WRITTEN INSTRUCTION. Can you pull out every line in the data below that contains the string "Please" and copy each one?

THE DATA.
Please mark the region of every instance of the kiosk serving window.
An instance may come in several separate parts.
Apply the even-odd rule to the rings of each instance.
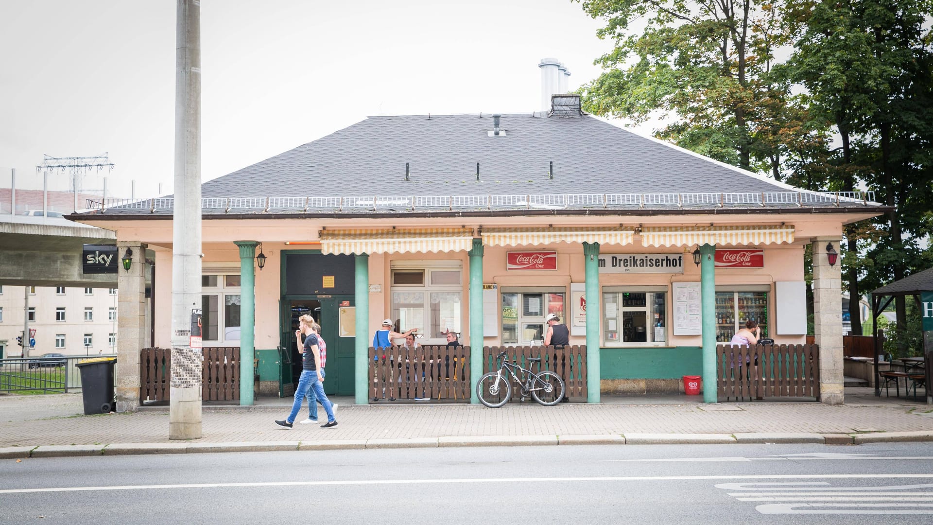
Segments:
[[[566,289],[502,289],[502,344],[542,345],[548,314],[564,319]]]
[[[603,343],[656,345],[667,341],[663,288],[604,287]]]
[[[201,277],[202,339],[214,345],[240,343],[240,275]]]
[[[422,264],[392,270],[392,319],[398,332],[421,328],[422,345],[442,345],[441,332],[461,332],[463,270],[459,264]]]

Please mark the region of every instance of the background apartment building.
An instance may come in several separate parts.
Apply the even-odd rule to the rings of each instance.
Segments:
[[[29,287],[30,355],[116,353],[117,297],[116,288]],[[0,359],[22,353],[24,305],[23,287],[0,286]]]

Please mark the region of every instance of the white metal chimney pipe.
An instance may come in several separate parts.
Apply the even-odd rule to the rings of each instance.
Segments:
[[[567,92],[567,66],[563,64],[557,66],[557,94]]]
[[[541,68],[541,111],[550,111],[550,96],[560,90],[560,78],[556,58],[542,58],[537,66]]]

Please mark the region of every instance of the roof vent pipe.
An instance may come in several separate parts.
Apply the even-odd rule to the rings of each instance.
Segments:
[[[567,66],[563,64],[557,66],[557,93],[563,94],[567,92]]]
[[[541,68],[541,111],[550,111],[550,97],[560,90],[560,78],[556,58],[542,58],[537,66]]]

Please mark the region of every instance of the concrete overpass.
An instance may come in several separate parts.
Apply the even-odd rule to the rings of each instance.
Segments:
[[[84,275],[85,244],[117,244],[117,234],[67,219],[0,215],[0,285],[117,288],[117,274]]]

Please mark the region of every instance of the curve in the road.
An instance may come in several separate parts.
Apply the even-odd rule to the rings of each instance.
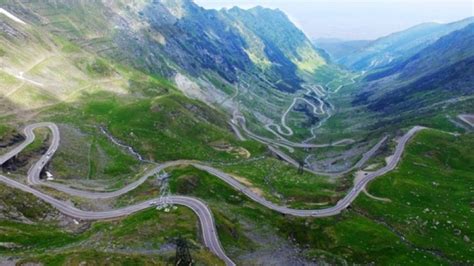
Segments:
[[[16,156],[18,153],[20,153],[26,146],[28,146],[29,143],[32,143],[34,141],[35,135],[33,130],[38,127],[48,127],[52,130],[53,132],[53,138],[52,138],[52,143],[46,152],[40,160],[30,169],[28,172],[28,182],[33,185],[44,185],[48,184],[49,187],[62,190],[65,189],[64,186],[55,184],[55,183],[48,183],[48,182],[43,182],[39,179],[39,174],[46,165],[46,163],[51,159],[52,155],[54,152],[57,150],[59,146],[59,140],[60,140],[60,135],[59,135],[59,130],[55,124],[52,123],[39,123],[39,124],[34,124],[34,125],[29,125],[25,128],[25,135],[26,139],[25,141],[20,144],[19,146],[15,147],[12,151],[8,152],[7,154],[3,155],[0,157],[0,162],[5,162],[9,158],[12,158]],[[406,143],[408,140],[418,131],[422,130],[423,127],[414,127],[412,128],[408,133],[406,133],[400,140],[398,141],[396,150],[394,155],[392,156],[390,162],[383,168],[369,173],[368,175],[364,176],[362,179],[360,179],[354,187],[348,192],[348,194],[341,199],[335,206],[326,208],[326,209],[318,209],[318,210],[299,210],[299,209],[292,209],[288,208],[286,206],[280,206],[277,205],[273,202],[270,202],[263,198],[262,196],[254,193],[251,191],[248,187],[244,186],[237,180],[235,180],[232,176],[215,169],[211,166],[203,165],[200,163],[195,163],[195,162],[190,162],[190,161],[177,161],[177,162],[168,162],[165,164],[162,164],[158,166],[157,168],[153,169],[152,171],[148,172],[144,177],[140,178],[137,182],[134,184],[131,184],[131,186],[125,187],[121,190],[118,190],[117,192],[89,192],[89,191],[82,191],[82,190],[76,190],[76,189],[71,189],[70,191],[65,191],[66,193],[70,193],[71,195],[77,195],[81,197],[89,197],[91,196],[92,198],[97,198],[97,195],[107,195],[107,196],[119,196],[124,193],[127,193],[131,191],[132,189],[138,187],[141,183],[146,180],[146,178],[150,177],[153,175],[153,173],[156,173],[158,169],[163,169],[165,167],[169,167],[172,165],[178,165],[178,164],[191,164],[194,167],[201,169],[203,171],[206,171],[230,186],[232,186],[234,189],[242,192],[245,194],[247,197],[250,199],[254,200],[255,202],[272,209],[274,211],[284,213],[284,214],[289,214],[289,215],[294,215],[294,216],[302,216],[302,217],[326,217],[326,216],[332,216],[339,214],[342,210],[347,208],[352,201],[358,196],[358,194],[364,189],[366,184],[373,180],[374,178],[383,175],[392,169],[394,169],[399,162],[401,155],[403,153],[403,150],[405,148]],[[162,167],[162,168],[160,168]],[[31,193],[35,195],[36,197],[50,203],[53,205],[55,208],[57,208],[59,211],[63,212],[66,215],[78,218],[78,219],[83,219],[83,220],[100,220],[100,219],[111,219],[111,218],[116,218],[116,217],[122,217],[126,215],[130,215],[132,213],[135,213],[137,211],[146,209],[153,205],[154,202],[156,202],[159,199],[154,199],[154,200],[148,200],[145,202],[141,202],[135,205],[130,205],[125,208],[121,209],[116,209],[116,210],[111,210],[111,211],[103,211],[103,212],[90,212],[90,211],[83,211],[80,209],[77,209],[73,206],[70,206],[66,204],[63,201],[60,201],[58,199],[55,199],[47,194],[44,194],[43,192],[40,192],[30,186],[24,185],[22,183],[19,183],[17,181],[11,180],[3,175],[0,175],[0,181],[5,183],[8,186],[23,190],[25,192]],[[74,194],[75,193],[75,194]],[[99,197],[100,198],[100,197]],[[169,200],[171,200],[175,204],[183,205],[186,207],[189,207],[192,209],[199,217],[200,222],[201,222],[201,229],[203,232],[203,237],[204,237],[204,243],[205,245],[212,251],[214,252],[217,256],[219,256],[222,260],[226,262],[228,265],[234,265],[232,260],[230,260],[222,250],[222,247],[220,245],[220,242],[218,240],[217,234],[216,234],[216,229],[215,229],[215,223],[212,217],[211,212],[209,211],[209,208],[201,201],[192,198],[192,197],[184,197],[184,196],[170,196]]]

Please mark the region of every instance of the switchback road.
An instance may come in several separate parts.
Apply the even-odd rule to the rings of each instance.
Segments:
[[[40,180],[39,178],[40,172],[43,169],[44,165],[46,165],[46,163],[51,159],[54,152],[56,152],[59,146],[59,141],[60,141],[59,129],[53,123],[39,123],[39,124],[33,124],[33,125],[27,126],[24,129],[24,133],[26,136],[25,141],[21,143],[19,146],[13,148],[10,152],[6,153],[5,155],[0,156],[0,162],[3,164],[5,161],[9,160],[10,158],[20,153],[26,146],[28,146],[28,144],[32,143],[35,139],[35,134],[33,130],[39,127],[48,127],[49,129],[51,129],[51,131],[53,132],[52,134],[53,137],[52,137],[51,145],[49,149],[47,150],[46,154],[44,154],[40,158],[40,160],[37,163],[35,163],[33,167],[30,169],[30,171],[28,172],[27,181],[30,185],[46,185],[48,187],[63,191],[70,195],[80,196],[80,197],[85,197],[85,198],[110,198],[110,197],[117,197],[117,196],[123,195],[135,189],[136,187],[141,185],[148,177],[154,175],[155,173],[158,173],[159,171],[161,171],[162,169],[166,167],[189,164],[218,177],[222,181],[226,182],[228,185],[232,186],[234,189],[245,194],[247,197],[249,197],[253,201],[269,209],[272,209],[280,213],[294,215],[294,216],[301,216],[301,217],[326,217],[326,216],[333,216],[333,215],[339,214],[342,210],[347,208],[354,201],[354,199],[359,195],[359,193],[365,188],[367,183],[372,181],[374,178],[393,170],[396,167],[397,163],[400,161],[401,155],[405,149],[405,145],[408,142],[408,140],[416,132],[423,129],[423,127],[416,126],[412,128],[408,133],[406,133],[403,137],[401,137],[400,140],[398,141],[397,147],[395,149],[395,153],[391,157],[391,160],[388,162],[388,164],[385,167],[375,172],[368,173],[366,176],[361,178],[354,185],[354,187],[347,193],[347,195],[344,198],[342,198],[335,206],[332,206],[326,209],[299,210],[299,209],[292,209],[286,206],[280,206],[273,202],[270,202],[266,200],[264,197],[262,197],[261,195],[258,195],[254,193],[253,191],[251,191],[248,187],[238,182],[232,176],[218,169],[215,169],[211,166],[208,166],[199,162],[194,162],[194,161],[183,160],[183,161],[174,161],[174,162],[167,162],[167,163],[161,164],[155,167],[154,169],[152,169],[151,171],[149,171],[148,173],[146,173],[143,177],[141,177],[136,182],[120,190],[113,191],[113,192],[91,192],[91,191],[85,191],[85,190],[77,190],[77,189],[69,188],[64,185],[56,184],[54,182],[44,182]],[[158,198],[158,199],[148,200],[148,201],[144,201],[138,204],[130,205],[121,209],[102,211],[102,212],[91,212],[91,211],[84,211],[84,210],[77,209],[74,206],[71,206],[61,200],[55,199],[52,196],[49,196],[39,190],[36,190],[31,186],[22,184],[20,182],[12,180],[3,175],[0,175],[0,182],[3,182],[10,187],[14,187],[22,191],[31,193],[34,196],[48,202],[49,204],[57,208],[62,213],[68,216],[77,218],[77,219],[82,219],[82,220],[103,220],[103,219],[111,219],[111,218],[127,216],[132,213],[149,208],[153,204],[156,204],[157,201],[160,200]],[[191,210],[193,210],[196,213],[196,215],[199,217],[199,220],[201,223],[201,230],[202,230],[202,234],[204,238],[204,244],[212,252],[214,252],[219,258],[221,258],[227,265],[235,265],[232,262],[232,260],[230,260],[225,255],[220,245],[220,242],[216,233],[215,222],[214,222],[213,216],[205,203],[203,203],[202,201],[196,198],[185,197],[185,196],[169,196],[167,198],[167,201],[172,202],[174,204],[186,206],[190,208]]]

EXPECTED ANSWER.
Please mark the region of every instance of the kiosk serving window.
Please mark the region of every instance of the background apartment building.
Please mark the region of every instance of the white metal chimney pipe.
Please mark the region of every instance of the roof vent pipe.
Please mark the region of every instance of the concrete overpass.
Please mark the region of every instance of the curve in the road.
Please mark the region of every instance of the switchback road.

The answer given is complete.